### Exercise data
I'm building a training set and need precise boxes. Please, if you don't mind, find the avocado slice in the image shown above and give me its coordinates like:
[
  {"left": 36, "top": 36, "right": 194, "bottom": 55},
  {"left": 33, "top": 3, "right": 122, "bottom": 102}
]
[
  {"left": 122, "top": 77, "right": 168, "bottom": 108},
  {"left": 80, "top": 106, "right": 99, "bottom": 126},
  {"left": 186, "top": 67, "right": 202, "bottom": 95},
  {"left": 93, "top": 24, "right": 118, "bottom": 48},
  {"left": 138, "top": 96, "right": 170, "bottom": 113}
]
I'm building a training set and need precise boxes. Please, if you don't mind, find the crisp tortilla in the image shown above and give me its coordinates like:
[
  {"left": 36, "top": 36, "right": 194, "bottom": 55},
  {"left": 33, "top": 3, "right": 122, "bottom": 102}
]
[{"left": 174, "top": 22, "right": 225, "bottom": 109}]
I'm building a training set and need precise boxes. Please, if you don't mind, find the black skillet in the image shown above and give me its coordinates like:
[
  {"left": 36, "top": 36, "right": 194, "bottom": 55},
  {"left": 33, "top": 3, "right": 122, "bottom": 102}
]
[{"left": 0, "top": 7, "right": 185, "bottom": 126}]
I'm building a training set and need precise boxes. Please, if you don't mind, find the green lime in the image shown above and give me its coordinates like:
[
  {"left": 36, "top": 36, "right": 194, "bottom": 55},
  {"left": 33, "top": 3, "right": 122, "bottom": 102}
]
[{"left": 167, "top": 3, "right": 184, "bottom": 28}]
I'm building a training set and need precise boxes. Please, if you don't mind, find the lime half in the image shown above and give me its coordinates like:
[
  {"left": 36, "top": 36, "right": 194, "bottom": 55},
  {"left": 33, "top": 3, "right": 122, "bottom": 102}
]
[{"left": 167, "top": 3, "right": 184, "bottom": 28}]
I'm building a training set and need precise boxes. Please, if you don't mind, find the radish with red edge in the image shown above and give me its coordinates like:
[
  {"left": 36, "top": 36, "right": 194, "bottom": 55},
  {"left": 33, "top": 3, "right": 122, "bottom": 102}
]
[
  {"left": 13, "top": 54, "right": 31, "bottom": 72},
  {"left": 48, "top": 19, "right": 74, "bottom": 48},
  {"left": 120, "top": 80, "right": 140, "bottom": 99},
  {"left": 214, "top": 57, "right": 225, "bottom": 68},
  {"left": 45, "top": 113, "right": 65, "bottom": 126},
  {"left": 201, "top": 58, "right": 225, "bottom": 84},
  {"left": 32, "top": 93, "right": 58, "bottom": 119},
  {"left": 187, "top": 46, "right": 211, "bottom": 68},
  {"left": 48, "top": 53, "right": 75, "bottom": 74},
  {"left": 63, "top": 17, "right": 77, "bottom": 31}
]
######
» **Instructions for the task**
From the entries above, copy out every line that contains the word "give". Matches are case-sensitive.

» **Output of the task**
I'm building a training set and need precise boxes. Please, if you don't mind, find the avocado slice in the image shown above and give me its coordinates like:
I'm building a training set and need precise boxes. Please, if you don't mind, find the crisp tortilla in the image shown above and give me its coordinates like:
I'm building a training set and need precise boxes. Please, if you don't mind, find the black skillet in the image shown above and give me its coordinates like:
I'm building a training set and need precise boxes. Please, if you don't mind, find the green lime in the image shown above and give me its coordinates like:
I'm building a training set and need precise boxes. Please, if you don't mind, find the lime half in the image shown above and give me its coordinates like:
I'm building a training set and need precise boxes. Please, if you don't mind, find the radish with red edge in the image shown above and give me its coordinates like:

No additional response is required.